*Ejercicio planteado*
Imprime completo el texto sobre la meritocracia, sin cambiar ni una sola palabra.

*Pasaje citado*
#####

La virtud de la meritocracia

Oigo hablar mal de la meritocracia. Voy al diccionario y veo que es una forma de gobierno basada en el mérito de los que gobiernan.

O sea, que se elige para gobernar a los que tengan mérito. O sea, a los que sepan de algo y hayan demostrado que en ese algo lo hacían bien.

Y, como consecuencia, se les ha dado un encargo: gestionar la cosa pública, administrar nuestros dineros, marcar un camino por el que llevar la nación hacia unos objetivos que esa persona considere convenientes, en función de su diagnóstico de la situación actual y de los medios que, dentro de esa situación actual, sea capaz de utilizar y conseguir.

Esa persona, elegida por sus méritos, tiene una ideología, como es natural. Porque sí no, sería una máquina, con mérito, pero máquina. Y tiene un comportamiento correcto. Lo ha tenido durante toda su vida, y ese ha sido uno de los componentes de lo que hemos llamado «mérito». Ha sido una persona que ha intentado trabajar con eficacia, respetando a las personas. Por eso, algunas ideologías no son respetables. Una ideología que desprecia a la persona no es admisible en alguien que va a gobernar, porque, lógicamente, en los demás no verá más que escalones para subir o manada de ignorantes a los que seducir con todo tipo de engaños.

Una vez metido en lo del mérito, yo incluiría tener una vida ejemplar, ser alguien de quien los chavales puedan decir «yo quiero ser así de mayor».

Me gustaría que esta persona se responsabilizase de formar un buen equipo, basado en el mérito, no en pago de favores al que le votó. Es decir, mí intención es que la meritocracia empape toda la pirámide jerárquica, cursilada con la que intento decir que, en el gobierno de una nación, de una comunidad autónoma o de un club de fútbol, haya personas de las que te puedas fiar y de las que, en vez de pensar «qué andará buscando este» podamos decir: «mucho mérito tendrá este para ocupar ese puesto».

#####

*Material proporcionado*
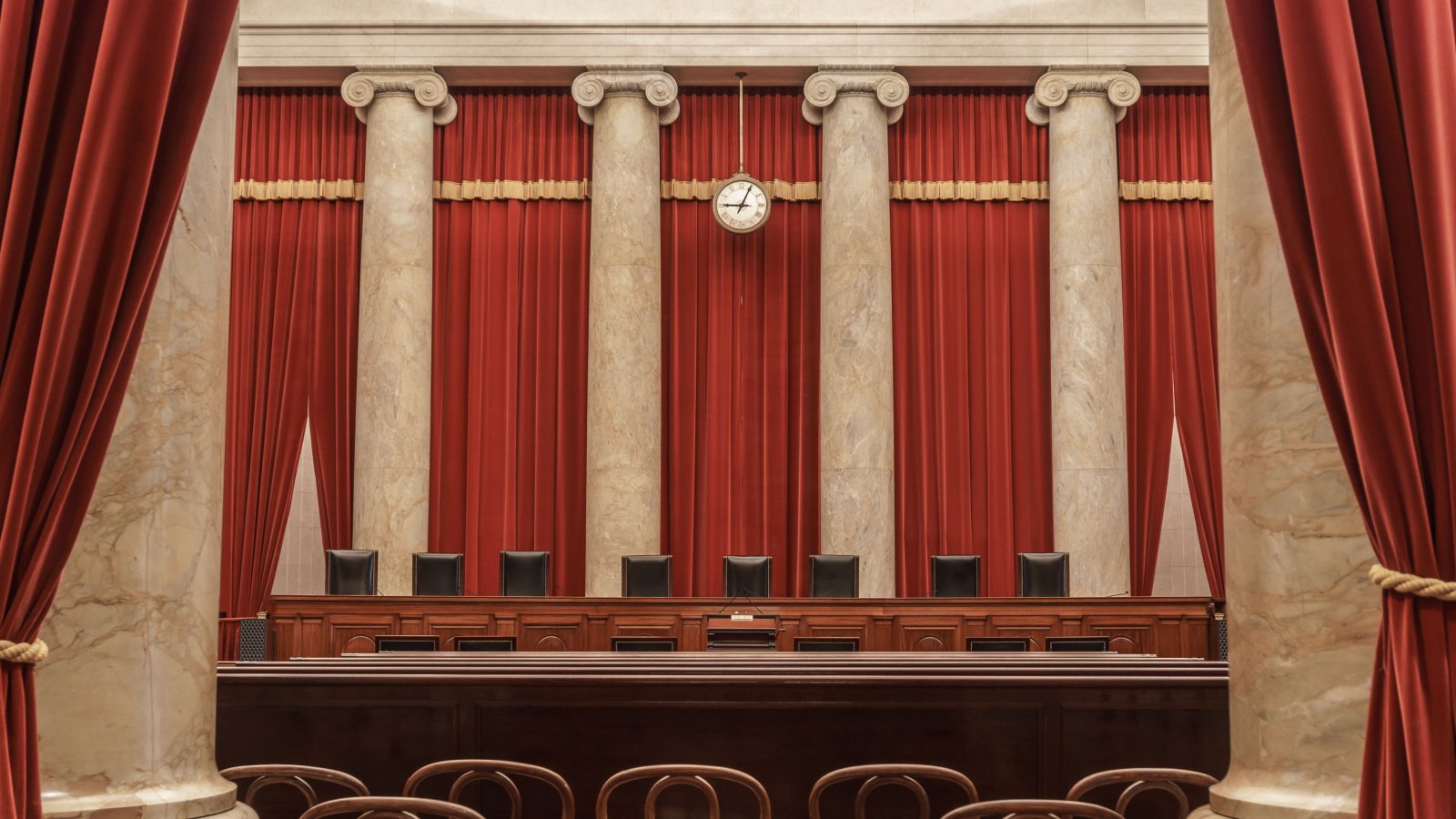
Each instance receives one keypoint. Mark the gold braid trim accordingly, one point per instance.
(472, 189)
(1167, 191)
(298, 189)
(28, 653)
(1404, 583)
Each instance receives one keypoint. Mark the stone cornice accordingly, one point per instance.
(1065, 82)
(832, 82)
(648, 82)
(421, 82)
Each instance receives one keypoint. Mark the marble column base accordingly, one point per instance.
(858, 518)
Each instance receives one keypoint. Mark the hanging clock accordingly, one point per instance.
(742, 203)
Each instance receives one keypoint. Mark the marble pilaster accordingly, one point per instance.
(127, 698)
(625, 106)
(855, 106)
(1079, 106)
(1302, 615)
(399, 106)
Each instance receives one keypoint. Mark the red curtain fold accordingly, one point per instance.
(740, 349)
(1169, 327)
(1354, 123)
(98, 118)
(509, 420)
(972, 327)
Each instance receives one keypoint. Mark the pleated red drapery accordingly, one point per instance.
(1358, 133)
(291, 339)
(973, 409)
(99, 111)
(1169, 322)
(509, 439)
(740, 347)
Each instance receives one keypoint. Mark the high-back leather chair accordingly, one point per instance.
(691, 775)
(1143, 780)
(875, 777)
(349, 571)
(523, 574)
(439, 574)
(747, 576)
(303, 778)
(956, 576)
(834, 576)
(1043, 574)
(390, 807)
(647, 576)
(500, 773)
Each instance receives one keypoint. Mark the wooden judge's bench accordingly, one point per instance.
(335, 625)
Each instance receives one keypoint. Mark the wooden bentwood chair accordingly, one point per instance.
(881, 775)
(692, 775)
(500, 773)
(298, 777)
(1033, 809)
(1143, 780)
(390, 807)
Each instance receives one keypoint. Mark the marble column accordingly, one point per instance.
(1302, 615)
(399, 106)
(625, 106)
(855, 106)
(127, 698)
(1079, 106)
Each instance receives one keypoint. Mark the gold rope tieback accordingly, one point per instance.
(28, 653)
(1412, 583)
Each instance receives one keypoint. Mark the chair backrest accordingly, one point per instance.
(439, 574)
(500, 773)
(1043, 574)
(349, 571)
(390, 807)
(298, 777)
(1079, 643)
(691, 775)
(523, 574)
(647, 576)
(956, 576)
(1143, 780)
(1033, 809)
(747, 576)
(875, 777)
(834, 576)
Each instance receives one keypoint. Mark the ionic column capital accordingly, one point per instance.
(648, 82)
(832, 82)
(1063, 82)
(421, 82)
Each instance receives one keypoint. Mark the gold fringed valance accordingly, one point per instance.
(1006, 189)
(1167, 191)
(298, 189)
(482, 189)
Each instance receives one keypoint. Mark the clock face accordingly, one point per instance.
(742, 205)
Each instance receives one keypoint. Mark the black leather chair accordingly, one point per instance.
(1043, 574)
(523, 574)
(439, 574)
(747, 576)
(647, 576)
(834, 576)
(349, 571)
(956, 576)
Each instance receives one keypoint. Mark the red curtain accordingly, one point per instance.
(740, 347)
(291, 339)
(99, 109)
(973, 409)
(1358, 133)
(509, 431)
(1169, 325)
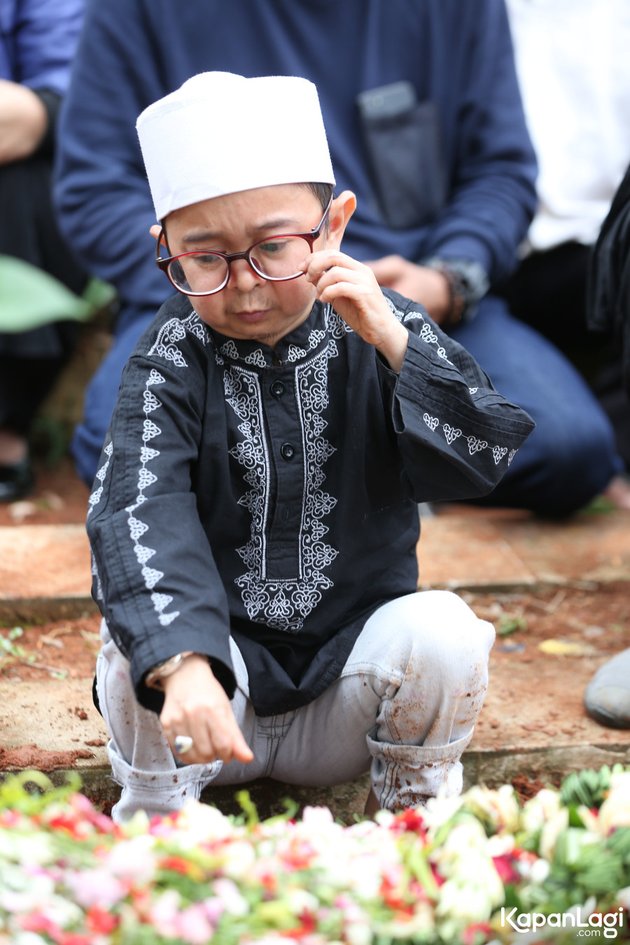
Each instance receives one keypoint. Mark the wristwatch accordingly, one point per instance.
(467, 283)
(158, 673)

#####

*Resultado del ejercicio*
La virtud de la meritocracia

Oigo hablar mal de la meritocracia. Voy al diccionario y veo que es una forma de gobierno basada en el mérito de los que gobiernan.

O sea, que se elige para gobernar a los que tengan mérito. O sea, a los que sepan de algo y hayan demostrado que en ese algo lo hacían bien.

Y, como consecuencia, se les ha dado un encargo: gestionar la cosa pública, administrar nuestros dineros, marcar un camino por el que llevar la nación hacia unos objetivos que esa persona considere convenientes, en función de su diagnóstico de la situación actual y de los medios que, dentro de esa situación actual, sea capaz de utilizar y conseguir.

Esa persona, elegida por sus méritos, tiene una ideología, como es natural. Porque sí no, sería una máquina, con mérito, pero máquina. Y tiene un comportamiento correcto. Lo ha tenido durante toda su vida, y ese ha sido uno de los componentes de lo que hemos llamado «mérito». Ha sido una persona que ha intentado trabajar con eficacia, respetando a las personas. Por eso, algunas ideologías no son respetables. Una ideología que desprecia a la persona no es admisible en alguien que va a gobernar, porque, lógicamente, en los demás no verá más que escalones para subir o manada de ignorantes a los que seducir con todo tipo de engaños.

Una vez metido en lo del mérito, yo incluiría tener una vida ejemplar, ser alguien de quien los chavales puedan decir «yo quiero ser así de mayor».

Me gustaría que esta persona se responsabilizase de formar un buen equipo, basado en el mérito, no en pago de favores al que le votó. Es decir, mí intención es que la meritocracia empape toda la pirámide jerárquica, cursilada con la que intento decir que, en el gobierno de una nación, de una comunidad autónoma o de un club de fútbol, haya personas de las que te puedas fiar y de las que, en vez de pensar «qué andará buscando este» podamos decir: «mucho mérito tendrá este para ocupar ese puesto».